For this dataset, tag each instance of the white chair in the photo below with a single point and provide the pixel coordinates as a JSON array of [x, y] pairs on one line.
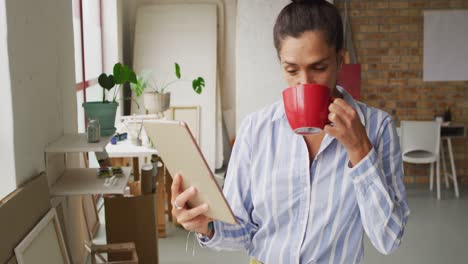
[[420, 144]]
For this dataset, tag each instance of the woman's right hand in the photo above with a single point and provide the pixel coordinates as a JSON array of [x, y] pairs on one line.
[[192, 219]]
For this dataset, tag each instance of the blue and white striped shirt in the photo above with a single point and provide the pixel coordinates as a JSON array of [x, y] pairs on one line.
[[290, 212]]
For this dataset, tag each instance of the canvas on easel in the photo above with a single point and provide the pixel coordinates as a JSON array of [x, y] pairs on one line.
[[44, 244], [181, 154]]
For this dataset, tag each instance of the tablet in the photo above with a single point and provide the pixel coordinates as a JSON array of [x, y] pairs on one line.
[[181, 154]]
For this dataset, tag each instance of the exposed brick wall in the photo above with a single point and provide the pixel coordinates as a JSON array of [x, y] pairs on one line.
[[388, 39]]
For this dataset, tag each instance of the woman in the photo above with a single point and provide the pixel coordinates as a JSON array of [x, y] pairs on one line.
[[308, 199]]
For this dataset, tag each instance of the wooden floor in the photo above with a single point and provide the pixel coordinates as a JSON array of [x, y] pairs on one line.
[[436, 233]]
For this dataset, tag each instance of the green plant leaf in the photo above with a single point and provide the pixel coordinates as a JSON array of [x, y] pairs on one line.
[[132, 77], [122, 74], [177, 70], [138, 87], [198, 85], [106, 82]]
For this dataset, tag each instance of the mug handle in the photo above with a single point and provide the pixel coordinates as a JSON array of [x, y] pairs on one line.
[[328, 122]]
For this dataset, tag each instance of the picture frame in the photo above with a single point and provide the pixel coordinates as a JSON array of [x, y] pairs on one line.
[[46, 236], [188, 114]]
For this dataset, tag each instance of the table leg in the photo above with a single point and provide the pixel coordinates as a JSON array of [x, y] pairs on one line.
[[452, 164], [444, 165], [136, 169]]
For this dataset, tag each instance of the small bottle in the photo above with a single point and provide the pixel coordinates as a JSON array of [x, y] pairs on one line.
[[94, 131]]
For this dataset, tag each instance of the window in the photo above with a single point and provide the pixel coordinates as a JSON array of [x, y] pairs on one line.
[[87, 28], [7, 153]]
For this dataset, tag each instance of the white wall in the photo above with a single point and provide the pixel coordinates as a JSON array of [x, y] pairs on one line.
[[42, 73], [40, 41], [7, 158], [259, 79]]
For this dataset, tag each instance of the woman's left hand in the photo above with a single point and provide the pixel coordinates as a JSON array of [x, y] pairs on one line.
[[348, 130]]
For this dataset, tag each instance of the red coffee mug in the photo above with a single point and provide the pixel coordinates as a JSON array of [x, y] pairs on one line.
[[306, 107]]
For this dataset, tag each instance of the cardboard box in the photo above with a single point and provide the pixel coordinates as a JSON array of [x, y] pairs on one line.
[[133, 219]]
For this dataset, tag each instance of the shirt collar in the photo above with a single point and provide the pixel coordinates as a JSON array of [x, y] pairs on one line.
[[280, 113]]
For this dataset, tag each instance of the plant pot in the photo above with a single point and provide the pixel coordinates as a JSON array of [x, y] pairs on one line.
[[156, 102], [105, 113]]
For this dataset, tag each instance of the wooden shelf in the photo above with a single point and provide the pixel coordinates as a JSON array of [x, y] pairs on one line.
[[79, 181], [76, 143]]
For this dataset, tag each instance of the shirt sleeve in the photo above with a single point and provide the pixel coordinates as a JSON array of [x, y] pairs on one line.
[[380, 192], [238, 195]]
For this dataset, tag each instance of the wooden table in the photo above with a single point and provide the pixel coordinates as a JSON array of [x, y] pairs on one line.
[[125, 149]]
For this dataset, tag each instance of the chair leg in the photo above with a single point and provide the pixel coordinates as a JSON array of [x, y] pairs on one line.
[[431, 177], [452, 164], [444, 166], [438, 178]]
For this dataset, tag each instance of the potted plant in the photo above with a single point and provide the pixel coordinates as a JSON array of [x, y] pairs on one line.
[[158, 100], [105, 110]]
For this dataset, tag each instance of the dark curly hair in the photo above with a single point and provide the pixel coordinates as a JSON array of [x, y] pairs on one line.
[[303, 15]]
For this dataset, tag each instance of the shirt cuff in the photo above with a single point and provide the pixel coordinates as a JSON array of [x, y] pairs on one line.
[[205, 241], [366, 170]]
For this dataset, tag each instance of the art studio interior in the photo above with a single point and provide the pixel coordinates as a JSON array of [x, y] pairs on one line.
[[91, 87]]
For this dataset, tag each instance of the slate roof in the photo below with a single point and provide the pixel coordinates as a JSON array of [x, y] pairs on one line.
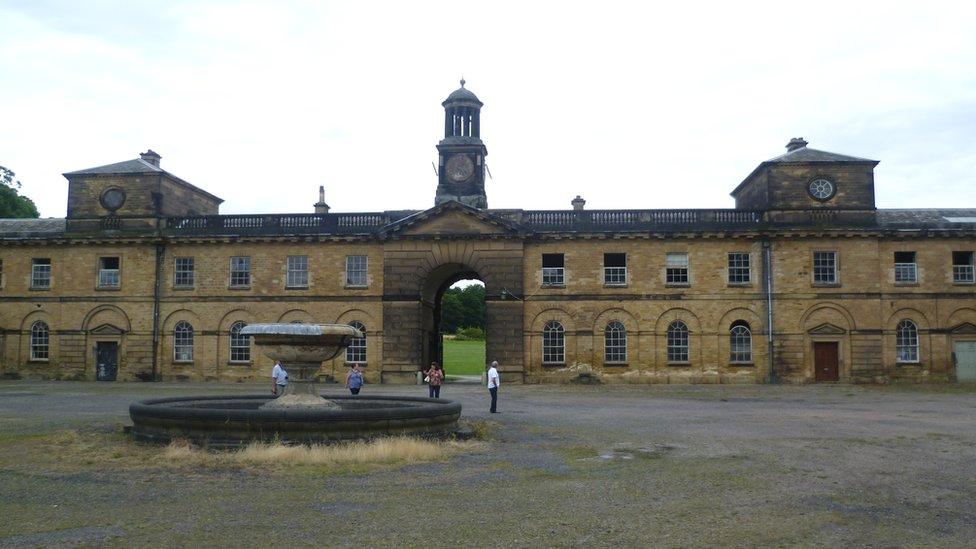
[[806, 154], [136, 165], [31, 228]]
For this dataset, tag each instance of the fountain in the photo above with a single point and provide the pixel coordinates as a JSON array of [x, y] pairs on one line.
[[301, 415]]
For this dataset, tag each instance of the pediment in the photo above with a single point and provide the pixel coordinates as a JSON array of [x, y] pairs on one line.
[[452, 219], [106, 329], [826, 329], [964, 328]]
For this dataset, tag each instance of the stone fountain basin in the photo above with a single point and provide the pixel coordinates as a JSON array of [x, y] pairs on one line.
[[235, 421]]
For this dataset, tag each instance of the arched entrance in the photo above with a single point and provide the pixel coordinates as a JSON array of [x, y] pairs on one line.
[[432, 296]]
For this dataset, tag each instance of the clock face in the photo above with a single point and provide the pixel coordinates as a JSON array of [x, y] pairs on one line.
[[821, 189], [112, 199], [459, 167]]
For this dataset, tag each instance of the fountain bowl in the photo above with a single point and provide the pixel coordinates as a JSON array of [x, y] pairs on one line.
[[223, 422]]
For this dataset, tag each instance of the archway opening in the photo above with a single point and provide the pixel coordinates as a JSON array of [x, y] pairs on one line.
[[455, 322]]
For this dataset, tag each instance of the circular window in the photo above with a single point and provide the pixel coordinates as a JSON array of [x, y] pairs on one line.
[[112, 199], [821, 189]]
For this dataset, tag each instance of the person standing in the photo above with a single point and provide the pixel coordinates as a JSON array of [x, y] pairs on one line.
[[435, 378], [279, 379], [493, 382], [354, 379]]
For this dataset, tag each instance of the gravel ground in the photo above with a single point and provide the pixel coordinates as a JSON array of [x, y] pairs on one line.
[[567, 465]]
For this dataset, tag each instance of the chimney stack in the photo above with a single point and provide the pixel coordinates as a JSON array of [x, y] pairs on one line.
[[578, 203], [321, 206], [795, 143], [151, 156]]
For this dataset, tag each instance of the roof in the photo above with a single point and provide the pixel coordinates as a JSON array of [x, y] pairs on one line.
[[462, 94], [806, 154], [802, 154], [137, 165], [27, 228]]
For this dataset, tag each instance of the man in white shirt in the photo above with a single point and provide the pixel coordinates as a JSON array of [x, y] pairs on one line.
[[493, 382], [279, 379]]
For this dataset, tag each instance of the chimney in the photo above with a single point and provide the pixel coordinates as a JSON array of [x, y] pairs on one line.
[[796, 143], [578, 203], [321, 206], [151, 156]]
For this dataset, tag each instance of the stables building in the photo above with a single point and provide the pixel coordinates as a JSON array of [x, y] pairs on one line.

TASK REQUIREMENTS = Reproduce verbatim the part of the rows above that opens with the line containing "For this dataset, tag each instance of the gravel" and closes with the line containing "[[578, 203], [321, 206], [795, 143], [151, 156]]", including both of those lines.

FINISHED TASK =
For this dataset, tag each instance of the gravel ground in the photo above with a single point and provide the pixel coordinates as a JSON array of [x, y] pairs on one line.
[[567, 465]]
For this dataset, tag each instance of the chimney stack in the photo above with a single point and provide the pixel coordinates as a JSON array of [x, y] pairs on one line.
[[578, 203], [321, 206], [795, 143], [151, 156]]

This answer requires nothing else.